AIM OF THE EXERCISE: Can you rewrite the paragraph beginning "In most any discipline" from the post on training doctors as a shorter version that keeps its main facts?

TEXT PASSAGE:
————

Thursday, January 29th, 2015

Playing Doctor

Basheer Elsolh

In most any discipline, the adage of “practice makes perfect” holds true and medicine is no exception. Doctors rely on their previous experiences with patients and disease to make decisions on a daily basis. Naturally, we all want the most experienced healthcare professionals looking after us as patients. Ideally, doctors would be fully trained and competent before ever coming in to contact with real patients. Realistically, however, we must acknowledge that novice doctors have to practice somewhere, and the best training is hands-on experience.

————

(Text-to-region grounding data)
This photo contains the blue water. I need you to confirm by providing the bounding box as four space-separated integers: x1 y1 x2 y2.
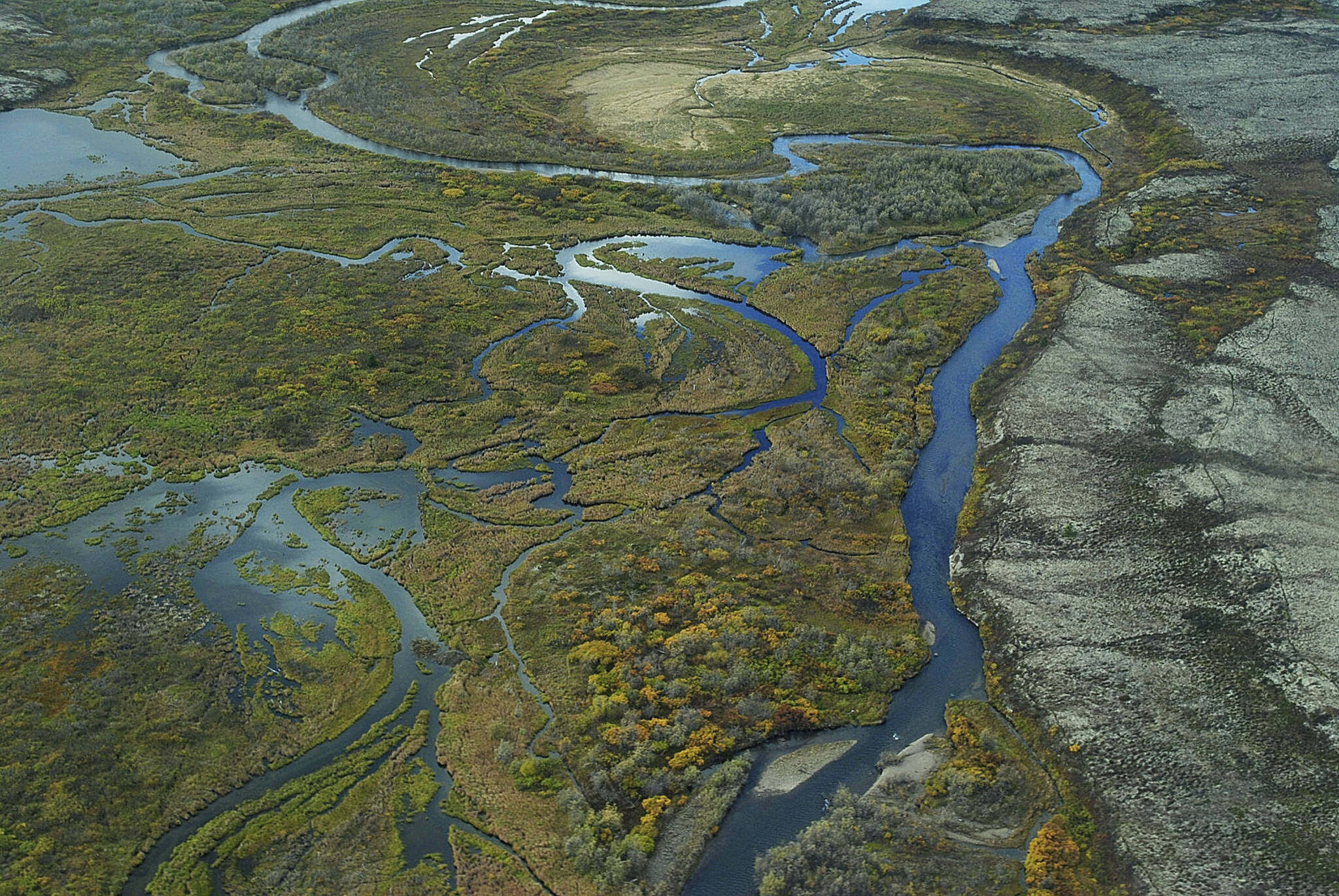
685 152 1100 896
0 0 1104 896
0 108 186 190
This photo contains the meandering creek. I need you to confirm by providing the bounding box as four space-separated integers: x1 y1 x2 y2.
0 0 1104 896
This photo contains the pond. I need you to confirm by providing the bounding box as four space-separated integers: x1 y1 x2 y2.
0 108 185 190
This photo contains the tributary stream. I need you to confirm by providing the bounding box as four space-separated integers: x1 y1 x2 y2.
0 0 1102 896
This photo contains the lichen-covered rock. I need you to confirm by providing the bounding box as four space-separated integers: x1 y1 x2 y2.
956 278 1339 896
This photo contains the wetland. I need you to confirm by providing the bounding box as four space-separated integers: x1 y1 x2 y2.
0 0 1339 896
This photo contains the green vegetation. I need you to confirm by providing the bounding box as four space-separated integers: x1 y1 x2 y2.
829 253 999 495
756 701 1055 896
253 0 1083 173
0 0 1162 896
150 691 449 896
749 249 944 356
0 0 316 106
173 40 326 105
0 559 398 895
294 485 414 564
717 143 1079 253
506 501 928 886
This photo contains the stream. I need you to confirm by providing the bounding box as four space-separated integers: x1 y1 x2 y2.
0 0 1105 896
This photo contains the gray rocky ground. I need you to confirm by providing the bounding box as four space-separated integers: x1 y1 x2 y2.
916 0 1339 896
957 269 1339 895
924 0 1213 28
916 0 1339 158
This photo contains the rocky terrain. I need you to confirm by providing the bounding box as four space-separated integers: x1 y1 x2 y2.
919 0 1339 895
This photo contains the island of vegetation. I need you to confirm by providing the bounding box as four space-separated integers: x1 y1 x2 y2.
0 0 1339 896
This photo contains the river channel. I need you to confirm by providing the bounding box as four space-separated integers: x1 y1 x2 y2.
0 0 1102 896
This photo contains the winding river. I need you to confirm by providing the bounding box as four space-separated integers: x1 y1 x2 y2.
0 0 1105 896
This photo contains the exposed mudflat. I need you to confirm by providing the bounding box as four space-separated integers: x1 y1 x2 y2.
956 278 1339 896
754 740 856 797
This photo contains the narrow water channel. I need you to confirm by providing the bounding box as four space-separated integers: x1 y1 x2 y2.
0 0 1104 896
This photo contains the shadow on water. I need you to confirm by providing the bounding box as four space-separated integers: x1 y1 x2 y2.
0 0 1105 896
685 152 1100 896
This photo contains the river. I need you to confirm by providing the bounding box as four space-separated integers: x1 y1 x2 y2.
0 0 1104 896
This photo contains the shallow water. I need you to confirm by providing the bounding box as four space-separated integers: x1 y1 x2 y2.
0 0 1104 896
0 108 185 190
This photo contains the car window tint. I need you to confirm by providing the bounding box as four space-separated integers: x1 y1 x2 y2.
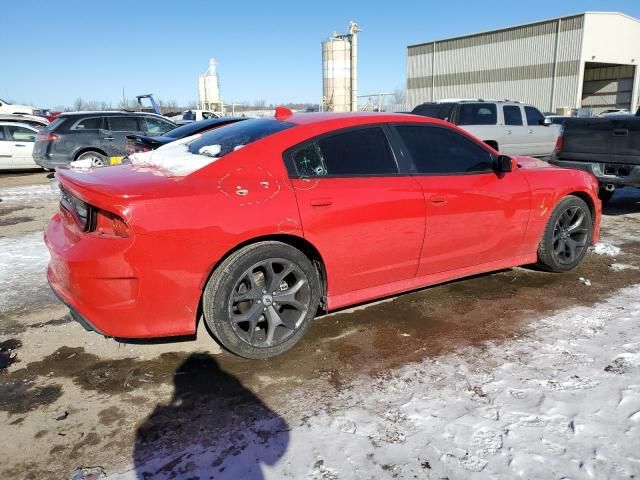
457 103 498 125
6 125 36 142
396 125 493 174
293 127 398 177
144 117 175 134
188 118 294 157
72 117 102 130
502 105 522 125
109 117 138 132
524 107 544 126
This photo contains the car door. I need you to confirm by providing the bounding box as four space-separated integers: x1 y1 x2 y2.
0 125 13 169
5 125 37 168
393 124 531 276
500 105 531 155
285 125 425 295
103 115 143 157
524 106 560 157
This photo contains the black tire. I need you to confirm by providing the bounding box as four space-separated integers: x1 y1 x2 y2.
598 187 616 203
538 195 593 272
202 241 321 359
76 150 109 167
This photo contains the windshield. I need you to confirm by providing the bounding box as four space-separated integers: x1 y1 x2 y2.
189 118 294 157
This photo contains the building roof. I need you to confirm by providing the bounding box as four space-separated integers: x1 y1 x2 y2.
407 12 640 48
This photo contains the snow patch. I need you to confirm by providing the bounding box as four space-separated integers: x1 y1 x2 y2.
591 242 621 257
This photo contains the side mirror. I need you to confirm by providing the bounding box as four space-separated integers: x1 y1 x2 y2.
495 155 513 173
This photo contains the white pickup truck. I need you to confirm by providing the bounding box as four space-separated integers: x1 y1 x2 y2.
411 100 560 157
0 98 33 115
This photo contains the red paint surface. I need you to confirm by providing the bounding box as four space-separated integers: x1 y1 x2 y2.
45 114 601 337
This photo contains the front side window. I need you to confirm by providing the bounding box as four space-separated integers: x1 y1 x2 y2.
144 117 175 135
109 117 140 132
71 117 102 130
457 103 498 125
502 105 522 125
292 127 398 177
188 118 294 157
524 107 544 127
7 125 36 142
395 125 493 174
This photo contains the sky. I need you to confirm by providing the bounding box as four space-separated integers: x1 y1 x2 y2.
0 0 640 108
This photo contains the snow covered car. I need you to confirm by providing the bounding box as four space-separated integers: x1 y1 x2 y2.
45 109 601 358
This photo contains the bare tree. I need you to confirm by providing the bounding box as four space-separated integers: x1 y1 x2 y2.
391 87 407 105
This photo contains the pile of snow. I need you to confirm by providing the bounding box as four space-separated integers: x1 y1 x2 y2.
128 134 220 177
591 242 620 257
110 285 640 480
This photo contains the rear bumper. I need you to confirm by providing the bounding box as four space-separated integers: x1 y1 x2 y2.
45 215 200 338
549 158 640 187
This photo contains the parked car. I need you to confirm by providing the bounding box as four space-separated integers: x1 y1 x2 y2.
0 98 33 115
551 115 640 202
33 111 176 168
0 121 40 170
126 117 246 153
411 100 560 157
0 114 49 129
45 110 601 358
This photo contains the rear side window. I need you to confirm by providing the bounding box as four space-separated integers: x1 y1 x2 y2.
457 103 498 125
395 125 493 174
71 117 103 130
109 117 140 132
411 103 453 121
292 127 398 177
502 105 522 125
524 107 544 126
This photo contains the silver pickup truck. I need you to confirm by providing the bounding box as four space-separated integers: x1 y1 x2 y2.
411 100 560 157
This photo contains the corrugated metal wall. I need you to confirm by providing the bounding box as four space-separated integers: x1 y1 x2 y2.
407 15 584 111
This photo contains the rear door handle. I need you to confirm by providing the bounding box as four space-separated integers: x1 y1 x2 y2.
430 195 449 205
311 197 333 207
611 128 629 137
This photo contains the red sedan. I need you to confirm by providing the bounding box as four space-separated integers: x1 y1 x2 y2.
45 110 601 358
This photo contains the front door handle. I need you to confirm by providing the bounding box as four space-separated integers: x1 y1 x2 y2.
311 197 333 207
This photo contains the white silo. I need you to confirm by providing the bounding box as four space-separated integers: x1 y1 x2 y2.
322 21 361 112
198 58 221 111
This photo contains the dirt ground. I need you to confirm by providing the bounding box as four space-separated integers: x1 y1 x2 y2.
0 173 640 479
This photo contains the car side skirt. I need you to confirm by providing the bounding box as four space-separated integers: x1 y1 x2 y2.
327 254 538 310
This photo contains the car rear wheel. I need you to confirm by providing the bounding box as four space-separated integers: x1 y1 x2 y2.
203 242 320 359
538 195 593 272
76 150 107 167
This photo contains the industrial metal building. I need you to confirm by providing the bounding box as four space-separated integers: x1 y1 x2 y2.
407 12 640 114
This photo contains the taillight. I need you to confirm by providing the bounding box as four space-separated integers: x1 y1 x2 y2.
95 209 129 238
36 133 58 142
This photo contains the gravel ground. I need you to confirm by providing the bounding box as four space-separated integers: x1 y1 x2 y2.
0 173 640 479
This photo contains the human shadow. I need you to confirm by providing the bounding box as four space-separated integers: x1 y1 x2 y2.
134 353 289 480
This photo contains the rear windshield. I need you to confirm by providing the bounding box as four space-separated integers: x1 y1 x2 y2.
411 103 453 121
458 103 498 125
189 118 294 157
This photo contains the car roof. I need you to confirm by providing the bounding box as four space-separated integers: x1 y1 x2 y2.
0 120 38 132
284 112 429 125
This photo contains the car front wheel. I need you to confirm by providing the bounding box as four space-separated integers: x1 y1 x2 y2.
538 195 593 272
203 241 320 358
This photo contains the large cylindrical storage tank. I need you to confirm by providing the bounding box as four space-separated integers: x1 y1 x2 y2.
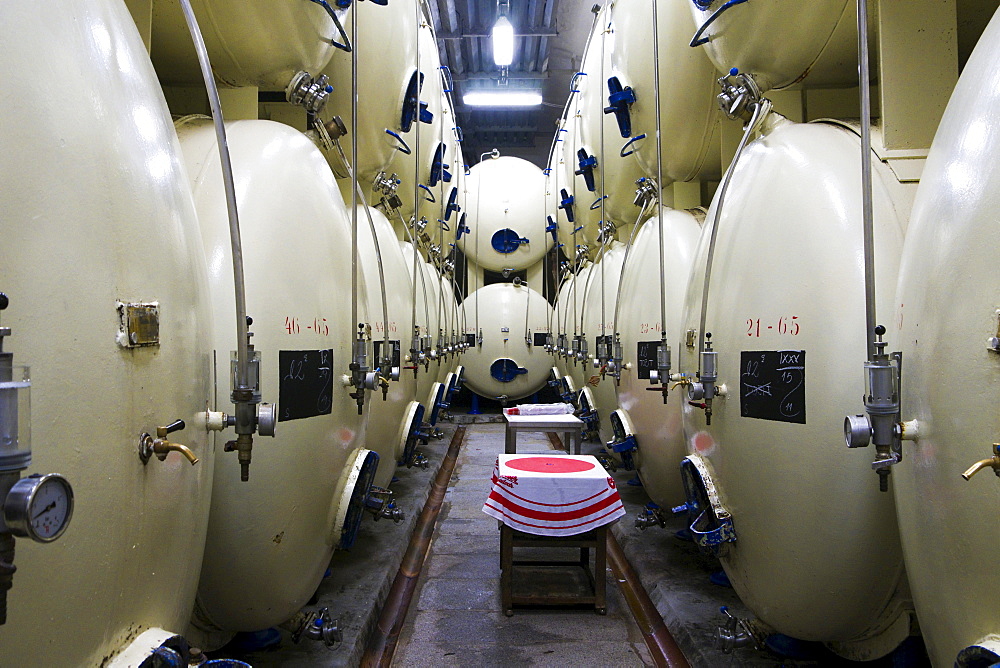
611 0 724 186
358 207 423 487
178 118 368 632
892 10 1000 666
151 0 349 90
0 0 216 666
458 156 552 271
679 0 858 90
580 241 635 444
577 3 656 235
462 283 552 401
680 115 911 658
601 209 704 508
323 0 417 185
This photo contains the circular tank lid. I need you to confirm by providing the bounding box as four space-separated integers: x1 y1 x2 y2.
340 450 378 550
490 357 528 383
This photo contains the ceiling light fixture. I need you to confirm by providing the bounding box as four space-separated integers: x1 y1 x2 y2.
491 7 514 67
462 90 542 107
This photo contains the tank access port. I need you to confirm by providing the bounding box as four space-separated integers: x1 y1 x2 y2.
688 332 727 426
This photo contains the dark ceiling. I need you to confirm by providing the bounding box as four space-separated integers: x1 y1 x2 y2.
427 0 593 167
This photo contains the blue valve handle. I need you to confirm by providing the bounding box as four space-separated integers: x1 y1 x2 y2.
545 216 559 242
604 77 635 139
385 128 413 155
440 65 455 93
559 188 576 223
417 183 437 204
573 148 597 192
444 186 462 220
455 213 472 241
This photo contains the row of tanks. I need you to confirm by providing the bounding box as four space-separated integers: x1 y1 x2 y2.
528 0 1000 666
0 0 467 666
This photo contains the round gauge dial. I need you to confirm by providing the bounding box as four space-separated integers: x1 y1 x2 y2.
4 473 73 543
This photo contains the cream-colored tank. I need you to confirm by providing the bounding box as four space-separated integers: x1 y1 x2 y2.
458 156 552 271
323 0 417 185
178 118 370 632
892 10 1000 666
358 208 423 487
0 0 215 666
577 2 656 234
151 0 347 90
675 116 911 658
579 241 635 444
601 209 704 508
611 0 724 186
678 0 858 90
462 283 552 401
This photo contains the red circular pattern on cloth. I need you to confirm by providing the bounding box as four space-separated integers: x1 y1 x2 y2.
507 457 594 473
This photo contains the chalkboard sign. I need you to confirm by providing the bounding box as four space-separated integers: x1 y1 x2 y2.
635 341 660 380
740 350 806 424
278 350 333 422
371 339 401 367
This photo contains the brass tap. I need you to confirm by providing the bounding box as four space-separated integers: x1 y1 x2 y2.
139 420 198 466
153 438 198 466
962 443 1000 480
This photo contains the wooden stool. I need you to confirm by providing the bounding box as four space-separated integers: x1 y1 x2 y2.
500 523 608 617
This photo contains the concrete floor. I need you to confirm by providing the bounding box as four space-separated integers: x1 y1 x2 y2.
212 415 926 668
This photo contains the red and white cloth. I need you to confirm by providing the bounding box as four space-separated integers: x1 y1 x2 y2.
483 454 625 536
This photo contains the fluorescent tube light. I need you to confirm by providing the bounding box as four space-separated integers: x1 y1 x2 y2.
492 16 514 67
462 90 542 107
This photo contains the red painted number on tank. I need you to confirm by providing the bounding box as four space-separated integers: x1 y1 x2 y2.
746 315 801 338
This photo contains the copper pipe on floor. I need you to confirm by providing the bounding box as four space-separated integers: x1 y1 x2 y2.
361 427 465 668
608 531 689 668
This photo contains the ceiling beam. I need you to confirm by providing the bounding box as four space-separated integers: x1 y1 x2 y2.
436 26 559 39
454 70 549 81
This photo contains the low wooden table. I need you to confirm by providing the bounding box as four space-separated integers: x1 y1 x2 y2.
504 415 584 455
483 454 625 617
500 523 608 617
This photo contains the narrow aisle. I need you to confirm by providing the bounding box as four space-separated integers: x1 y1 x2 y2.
393 424 652 666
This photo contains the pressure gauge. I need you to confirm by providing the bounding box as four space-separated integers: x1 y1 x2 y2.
4 473 73 543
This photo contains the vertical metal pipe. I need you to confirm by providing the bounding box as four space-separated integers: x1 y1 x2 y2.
652 0 667 340
181 0 250 389
356 0 362 334
858 0 875 360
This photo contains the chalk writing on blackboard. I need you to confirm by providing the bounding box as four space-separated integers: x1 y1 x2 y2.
278 350 333 422
635 341 660 380
370 339 400 367
740 350 806 424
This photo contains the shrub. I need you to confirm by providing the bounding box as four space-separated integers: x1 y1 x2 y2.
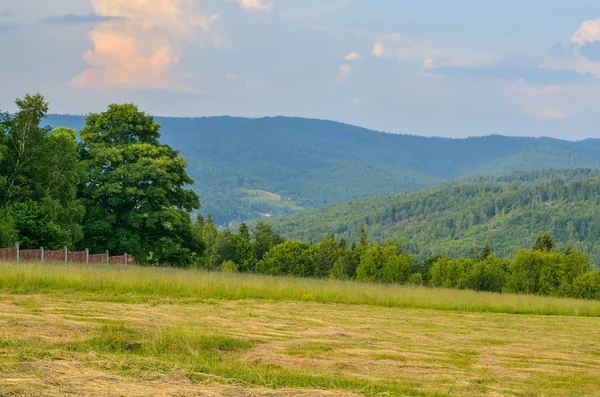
571 272 600 299
408 273 425 286
221 261 239 273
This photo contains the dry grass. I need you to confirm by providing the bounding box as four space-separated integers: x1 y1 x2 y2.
0 293 600 396
0 262 600 317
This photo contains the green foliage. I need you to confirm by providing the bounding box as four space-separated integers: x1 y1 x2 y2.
221 261 240 273
5 201 71 249
257 241 315 277
571 272 600 300
252 221 284 261
408 273 425 286
505 251 592 296
356 244 383 282
274 169 600 264
0 94 85 248
0 208 19 247
310 235 341 278
533 232 556 252
330 245 361 280
49 116 600 226
379 244 413 284
81 105 202 266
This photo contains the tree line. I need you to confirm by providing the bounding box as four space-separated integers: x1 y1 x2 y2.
0 94 203 266
195 216 600 299
0 94 600 299
275 169 600 262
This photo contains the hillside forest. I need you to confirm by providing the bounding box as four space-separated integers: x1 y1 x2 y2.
44 115 600 226
0 95 600 299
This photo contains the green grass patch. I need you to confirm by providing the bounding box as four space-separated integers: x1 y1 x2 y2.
0 263 600 317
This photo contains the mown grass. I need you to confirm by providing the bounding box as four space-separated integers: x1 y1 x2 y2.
0 282 600 396
0 263 600 317
0 263 600 317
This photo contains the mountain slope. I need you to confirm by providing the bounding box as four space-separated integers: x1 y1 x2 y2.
48 115 600 224
275 169 600 264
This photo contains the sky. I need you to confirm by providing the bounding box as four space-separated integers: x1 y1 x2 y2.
0 0 600 140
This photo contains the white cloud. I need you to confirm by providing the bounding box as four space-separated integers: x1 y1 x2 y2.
509 81 564 97
345 52 360 62
531 106 568 120
571 19 600 47
71 0 218 91
371 41 385 58
339 65 352 79
238 0 273 12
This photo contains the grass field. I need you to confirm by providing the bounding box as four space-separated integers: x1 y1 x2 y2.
0 263 600 397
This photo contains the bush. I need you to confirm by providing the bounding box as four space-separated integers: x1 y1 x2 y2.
221 261 239 273
408 273 425 286
256 241 315 277
571 272 600 299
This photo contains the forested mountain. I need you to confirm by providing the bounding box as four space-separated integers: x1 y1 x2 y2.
47 115 600 224
275 169 600 264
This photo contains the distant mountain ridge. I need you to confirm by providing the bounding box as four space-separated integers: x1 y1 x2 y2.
274 169 600 265
47 115 600 224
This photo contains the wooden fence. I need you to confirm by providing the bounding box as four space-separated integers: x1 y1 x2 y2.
0 243 136 265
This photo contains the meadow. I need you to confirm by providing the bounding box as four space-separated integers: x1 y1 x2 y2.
0 263 600 397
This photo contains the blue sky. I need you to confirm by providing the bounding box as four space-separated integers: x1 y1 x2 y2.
0 0 600 139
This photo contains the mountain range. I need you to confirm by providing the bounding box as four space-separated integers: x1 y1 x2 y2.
274 169 600 264
46 115 600 225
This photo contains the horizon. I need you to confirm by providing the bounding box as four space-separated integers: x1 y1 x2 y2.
47 112 600 143
0 0 600 141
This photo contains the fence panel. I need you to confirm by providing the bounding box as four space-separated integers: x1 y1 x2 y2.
89 253 108 263
0 247 17 261
19 249 42 262
69 251 86 263
110 255 125 265
44 249 65 262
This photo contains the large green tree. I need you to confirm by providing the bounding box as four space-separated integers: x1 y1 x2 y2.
81 104 202 266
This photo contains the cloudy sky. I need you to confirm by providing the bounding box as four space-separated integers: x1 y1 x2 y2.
0 0 600 139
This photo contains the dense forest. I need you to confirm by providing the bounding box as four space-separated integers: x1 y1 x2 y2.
0 94 600 299
0 94 203 266
275 169 600 263
195 216 600 299
46 115 600 225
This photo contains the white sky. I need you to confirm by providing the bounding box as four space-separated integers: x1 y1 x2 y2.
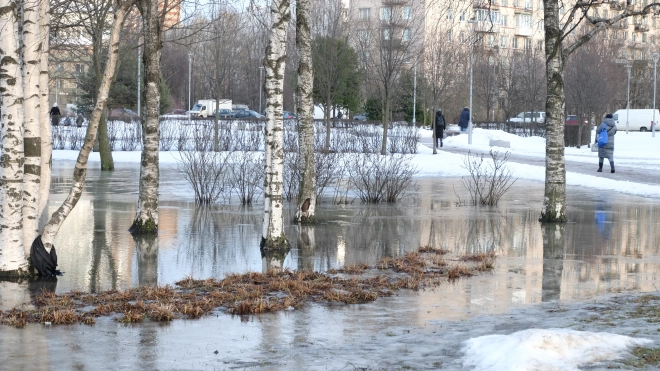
47 128 660 371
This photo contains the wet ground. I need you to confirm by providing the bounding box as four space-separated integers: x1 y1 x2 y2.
0 159 660 370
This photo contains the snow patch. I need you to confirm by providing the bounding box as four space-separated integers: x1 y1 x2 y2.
462 329 652 371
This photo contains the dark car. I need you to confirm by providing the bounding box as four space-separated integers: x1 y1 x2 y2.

————

ANSWER SPACE: "Practice makes perfect" applies to medicine as well. Doctors make daily decisions based on past experience with patients and disease, so patients want the most experienced professionals. Ideally, doctors would be fully competent before treating real patients. Realistically, though, novice doctors must practice somewhere, and hands-on experience is the best training.